◆ **What is needed**: Find each line in the records below that contains the word "olympic", and copy it out.

(Referring expression pointing data)
*** Block opens ***

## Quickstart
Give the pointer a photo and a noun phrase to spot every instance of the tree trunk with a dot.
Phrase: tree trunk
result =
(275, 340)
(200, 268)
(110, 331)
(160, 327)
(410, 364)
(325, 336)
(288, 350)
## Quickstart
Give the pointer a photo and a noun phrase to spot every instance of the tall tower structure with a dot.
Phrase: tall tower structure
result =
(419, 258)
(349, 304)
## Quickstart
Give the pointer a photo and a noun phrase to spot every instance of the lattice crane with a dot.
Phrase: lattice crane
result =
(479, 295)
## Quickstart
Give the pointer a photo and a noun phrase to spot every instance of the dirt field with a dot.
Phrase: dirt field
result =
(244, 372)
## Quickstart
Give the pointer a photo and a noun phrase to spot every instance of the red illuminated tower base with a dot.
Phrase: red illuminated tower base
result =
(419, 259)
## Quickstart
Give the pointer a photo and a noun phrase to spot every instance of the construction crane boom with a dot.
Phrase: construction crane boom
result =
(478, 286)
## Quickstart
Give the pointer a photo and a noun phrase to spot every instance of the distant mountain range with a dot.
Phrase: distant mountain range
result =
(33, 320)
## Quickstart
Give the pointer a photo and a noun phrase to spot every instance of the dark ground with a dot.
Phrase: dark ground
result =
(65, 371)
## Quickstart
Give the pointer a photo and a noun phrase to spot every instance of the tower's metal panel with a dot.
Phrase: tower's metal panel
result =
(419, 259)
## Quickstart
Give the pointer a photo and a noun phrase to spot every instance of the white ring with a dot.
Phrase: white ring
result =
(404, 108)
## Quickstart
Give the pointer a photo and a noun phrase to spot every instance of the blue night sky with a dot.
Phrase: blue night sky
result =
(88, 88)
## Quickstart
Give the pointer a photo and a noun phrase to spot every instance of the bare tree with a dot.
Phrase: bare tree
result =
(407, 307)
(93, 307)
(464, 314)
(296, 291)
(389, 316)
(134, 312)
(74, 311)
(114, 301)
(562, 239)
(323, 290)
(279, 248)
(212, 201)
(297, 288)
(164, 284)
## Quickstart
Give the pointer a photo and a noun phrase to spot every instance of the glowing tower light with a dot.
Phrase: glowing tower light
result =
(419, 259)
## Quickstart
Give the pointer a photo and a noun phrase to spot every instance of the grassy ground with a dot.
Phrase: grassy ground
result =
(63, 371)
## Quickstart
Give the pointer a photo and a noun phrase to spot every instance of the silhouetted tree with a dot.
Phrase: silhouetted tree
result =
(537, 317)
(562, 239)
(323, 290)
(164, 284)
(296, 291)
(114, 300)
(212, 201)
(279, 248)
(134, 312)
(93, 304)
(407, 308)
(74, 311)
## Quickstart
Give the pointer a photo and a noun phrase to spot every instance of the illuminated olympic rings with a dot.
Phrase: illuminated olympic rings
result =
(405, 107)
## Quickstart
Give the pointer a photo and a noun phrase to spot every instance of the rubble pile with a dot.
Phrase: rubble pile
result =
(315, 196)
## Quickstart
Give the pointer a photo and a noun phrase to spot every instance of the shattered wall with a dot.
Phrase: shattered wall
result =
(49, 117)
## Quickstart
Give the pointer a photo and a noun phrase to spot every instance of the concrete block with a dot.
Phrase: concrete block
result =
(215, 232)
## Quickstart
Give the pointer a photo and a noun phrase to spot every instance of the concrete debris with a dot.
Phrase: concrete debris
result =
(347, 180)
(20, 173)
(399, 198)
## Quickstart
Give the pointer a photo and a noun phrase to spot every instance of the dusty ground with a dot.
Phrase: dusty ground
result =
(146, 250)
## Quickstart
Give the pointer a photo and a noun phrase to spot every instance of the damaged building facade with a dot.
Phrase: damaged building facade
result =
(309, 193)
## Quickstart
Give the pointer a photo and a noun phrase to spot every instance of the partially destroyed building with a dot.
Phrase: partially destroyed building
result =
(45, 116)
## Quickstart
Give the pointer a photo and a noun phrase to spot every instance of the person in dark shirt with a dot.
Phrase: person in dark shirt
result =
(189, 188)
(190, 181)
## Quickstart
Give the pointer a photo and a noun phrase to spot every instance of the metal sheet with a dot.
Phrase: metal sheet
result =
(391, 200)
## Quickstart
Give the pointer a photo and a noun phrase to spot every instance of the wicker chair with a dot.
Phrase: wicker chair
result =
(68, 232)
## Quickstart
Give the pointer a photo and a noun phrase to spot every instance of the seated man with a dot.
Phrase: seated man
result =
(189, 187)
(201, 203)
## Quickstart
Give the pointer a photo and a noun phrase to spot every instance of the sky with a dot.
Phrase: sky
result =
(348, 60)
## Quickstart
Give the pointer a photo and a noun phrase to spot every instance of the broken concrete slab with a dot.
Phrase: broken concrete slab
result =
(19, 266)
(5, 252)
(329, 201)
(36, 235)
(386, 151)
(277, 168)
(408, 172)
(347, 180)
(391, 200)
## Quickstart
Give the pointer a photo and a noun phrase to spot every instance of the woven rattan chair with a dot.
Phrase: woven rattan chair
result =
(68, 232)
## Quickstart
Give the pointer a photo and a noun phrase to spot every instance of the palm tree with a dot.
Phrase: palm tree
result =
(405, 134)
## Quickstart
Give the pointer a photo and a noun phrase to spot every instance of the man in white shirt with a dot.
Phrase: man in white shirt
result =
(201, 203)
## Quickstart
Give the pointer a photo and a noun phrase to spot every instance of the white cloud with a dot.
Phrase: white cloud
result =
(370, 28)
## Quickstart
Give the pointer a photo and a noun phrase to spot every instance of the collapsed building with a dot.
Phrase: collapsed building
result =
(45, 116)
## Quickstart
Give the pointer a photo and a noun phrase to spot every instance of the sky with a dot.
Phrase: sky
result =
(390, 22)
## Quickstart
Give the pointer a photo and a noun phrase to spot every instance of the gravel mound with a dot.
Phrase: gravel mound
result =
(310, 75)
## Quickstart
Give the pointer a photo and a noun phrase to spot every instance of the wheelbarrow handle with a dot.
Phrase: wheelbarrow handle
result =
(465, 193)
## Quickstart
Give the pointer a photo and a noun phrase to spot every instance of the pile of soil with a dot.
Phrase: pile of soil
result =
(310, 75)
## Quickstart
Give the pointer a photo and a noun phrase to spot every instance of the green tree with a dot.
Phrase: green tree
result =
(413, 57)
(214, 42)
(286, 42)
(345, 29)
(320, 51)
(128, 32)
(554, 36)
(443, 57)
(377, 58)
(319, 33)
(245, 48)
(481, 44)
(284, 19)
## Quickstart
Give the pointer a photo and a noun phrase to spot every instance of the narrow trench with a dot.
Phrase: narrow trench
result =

*** Block closes ***

◆ **Response box**:
Give the pointer a photo and a noun phrase to spot every instance of the illuminated olympic rings with a dot.
Phrase: illuminated olympic rings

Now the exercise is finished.